IMMIGRATION AND ASYLUM ACT 1999
THE IMMIGRATION SERVICES TRIBUNAL
Appeal No. IMS/2002/017/RCD
Between
Elias Dawood
APPELLANT
And
Immigration Services Commission
RESPONDENT
Before
George Marriott: Chairman
Orla Conway
Martin Hoare
Sitting at
48/49 Chancery Lane, London WC2A 1JR
Hearing dates: 25th to 26th February 2003
1st and 2nd May 2003
21st May 2003.
DECISIONS AND REASON (RULE 24)
Background
1. Reference to the documents is by reference to the paginated bundle prepared by the Respondent and sent to the parties prior to the hearing in May.
2. Following an investigation, the Respondent made a determination by letter dated 5th September 2002 (A1 to 6). The determination concentrated upon one matter (KAR) conducted by the Appellant and the result of the determination was that the Respondent determined that the Appellant had contravened paragraphs 50 (a), 50 (d), 50 (e), 50 (f) of the Commissioners Code of Standards (F18). The Code of Standards was prepared by the Respondent pursuant to statute and in particular paragraph 3 (1) of Schedule 5 of the Immigration and Asylum Act 1999 (The 1999 Act).
3. Having found the complaint against the Appellant to be proved on the balance of probabilities, the Respondent decided to record the complaint and the decision on it for consideration when the Appellant next applied for his registration to be continued pursuant to paragraph 9 (1) (A) of Schedule 5 of the 1999 Act.
4. The Appellant was advised of his rights to appeal to this Tribunal which is provided by Section 87 (2) of the 1999 Act.
5. The Appellant lodged his appeal and the matter was listed for the 25th and 26th February 2003.

- - - - - - -

* [Required actions]:
**a.** Say whether each statement agrees with the tribunal decision, answering yes or no and quoting the deciding words. (i) The Respondent's determination was made by letter dated 5th September 2002. (ii) The determination concentrated upon several matters conducted by the Appellant. (iii) The Appellant's right to appeal to this Tribunal is provided by Section 87 (2) of the 1999 Act.
**b.** Write the next part of the tribunal decision, following on from its last numbered paragraph.

* [Data to examine]:
- - - - - - -

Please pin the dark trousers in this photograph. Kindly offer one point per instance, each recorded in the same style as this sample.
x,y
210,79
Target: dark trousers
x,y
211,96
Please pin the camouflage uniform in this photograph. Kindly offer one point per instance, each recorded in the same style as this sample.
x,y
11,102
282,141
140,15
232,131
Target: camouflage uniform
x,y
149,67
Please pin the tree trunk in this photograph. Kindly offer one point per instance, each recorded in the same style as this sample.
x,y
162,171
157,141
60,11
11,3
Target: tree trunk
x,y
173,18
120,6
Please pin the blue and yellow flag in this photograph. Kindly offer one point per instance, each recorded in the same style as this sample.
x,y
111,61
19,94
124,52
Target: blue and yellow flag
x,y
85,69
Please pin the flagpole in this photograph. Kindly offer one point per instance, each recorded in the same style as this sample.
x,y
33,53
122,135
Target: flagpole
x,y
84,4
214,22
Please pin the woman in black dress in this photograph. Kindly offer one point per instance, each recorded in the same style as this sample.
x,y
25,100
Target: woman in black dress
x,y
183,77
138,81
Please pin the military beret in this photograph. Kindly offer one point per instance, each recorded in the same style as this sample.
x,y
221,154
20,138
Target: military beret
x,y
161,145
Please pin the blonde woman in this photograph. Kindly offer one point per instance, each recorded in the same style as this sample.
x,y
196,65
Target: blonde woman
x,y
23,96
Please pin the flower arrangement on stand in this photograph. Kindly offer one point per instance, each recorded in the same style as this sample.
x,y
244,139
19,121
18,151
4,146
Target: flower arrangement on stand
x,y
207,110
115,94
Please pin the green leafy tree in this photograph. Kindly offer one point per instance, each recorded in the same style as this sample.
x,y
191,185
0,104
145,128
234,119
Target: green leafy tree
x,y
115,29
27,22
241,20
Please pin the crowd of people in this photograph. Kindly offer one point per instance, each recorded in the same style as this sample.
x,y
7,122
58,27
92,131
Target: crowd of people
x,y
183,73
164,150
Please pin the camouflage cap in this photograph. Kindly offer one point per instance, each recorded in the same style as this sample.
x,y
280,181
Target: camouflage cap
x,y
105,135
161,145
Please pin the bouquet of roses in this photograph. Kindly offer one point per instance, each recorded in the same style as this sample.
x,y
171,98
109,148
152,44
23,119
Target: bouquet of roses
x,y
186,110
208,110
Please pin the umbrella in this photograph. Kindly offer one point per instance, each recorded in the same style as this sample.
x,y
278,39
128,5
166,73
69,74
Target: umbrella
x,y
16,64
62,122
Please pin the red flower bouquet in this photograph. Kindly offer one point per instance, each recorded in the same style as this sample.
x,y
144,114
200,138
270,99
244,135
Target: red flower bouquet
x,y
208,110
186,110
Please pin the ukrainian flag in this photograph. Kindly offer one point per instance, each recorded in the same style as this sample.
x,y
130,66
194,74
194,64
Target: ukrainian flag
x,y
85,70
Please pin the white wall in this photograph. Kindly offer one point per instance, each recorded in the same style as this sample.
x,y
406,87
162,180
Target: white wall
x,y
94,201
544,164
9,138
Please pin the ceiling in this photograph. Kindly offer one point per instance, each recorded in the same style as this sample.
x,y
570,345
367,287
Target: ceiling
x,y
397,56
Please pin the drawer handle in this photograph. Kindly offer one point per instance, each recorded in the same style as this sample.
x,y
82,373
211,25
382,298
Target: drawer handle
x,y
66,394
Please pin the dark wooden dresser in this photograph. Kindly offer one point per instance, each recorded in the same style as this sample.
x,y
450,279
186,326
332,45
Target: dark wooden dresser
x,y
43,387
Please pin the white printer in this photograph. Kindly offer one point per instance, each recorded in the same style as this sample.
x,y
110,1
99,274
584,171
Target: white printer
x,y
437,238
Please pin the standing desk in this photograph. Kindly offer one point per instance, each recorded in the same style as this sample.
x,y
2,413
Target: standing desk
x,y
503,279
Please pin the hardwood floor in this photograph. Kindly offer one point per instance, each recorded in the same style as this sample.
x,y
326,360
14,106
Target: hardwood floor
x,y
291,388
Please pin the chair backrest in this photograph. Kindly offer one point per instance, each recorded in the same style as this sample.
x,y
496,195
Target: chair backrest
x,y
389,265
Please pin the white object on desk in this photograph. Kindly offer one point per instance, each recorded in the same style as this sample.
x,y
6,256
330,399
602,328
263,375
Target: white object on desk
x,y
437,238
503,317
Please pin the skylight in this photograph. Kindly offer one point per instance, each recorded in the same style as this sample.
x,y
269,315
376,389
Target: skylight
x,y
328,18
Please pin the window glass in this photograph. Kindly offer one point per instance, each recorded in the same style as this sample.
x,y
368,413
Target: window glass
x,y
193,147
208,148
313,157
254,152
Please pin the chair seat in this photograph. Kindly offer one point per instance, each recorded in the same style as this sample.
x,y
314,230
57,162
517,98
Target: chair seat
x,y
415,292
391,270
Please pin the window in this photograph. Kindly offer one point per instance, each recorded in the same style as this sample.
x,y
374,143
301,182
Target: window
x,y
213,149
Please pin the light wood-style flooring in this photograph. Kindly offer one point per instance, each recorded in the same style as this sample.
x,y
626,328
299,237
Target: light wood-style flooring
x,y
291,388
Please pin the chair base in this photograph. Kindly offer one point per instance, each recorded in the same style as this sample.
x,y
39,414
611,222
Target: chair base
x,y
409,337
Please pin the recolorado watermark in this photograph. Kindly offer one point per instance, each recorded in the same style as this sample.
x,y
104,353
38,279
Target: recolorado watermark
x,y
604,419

- - - - - - -

* [Answers for each item]:
**a.**
(i) Yes: "the Respondent made a determination by letter dated 5th September 2002"
(ii) No: "The determination concentrated upon one matter (KAR) conducted by the Appellant"
(iii) Yes: "his rights to appeal to this Tribunal which is provided by Section 87 (2) of the 1999 Act"

**b.**
6. We were told the evening before the hearing, the Appellant engaged counsel (Miss Bhanra) who applied for an adjournment on two grounds namely that she had had insufficient time to prepare the case and that she had unsuccessfully requested disclosure from the Respondents. We declined the application for an adjournment with regard to disclosure on the grounds that the documents would come from a third party, and the Tribunal's rules did not allow for third party disclosure. With regard to the late instructions, we agreed to a short adjournment to allow Miss Bhanra to prepare.
7. The case then commenced and evidence was heard from the Appellant that afternoon and the following day. During the course of that afternoon and the following day, documents which the Respondent had not seen were on a haphazard basis faxed from the Appellant's office in Bristol and we were expected to digest those documents within the bundle which had not been paginated correctly.
8. Accordingly and on the 26th February 2003 when it became apparent that there were far more documents to come from the Appellant, we decided to adjourn the case until the 1st and 2nd May 2003 making a specific direction with regard to disclosure and witness statements.
9. The case then resumed on the 1st and 2nd May 2003. As the Appellant had only given a limited amount of evidence in February, we decided in the interests of consistency to hear his evidence afresh using the freshly paginated bundles and knowing that the documentation upon which he was to rely was in order in the bundles. The second witness we heard evidence from was Lucy Thomas who had been witness summonsed by the Appellant. A Miss Hawthorn who appeared on the 1st May 2003 to give evidence for the Appellant did not attend on the 2nd. Accordingly we did not hear her evidence and then we heard evidence from Annabel Lim the caseworker appointed by the Respondent to make the determination which was the subject of the appeal to us.
10. Because of insufficient time for submissions, the case was adjourned until the 21st May and counsel for the Appellant and the Respondent were directed to file parallel skeleton arguments by the 15th May and we heard oral submissions from both counsel on the 21st May 2003.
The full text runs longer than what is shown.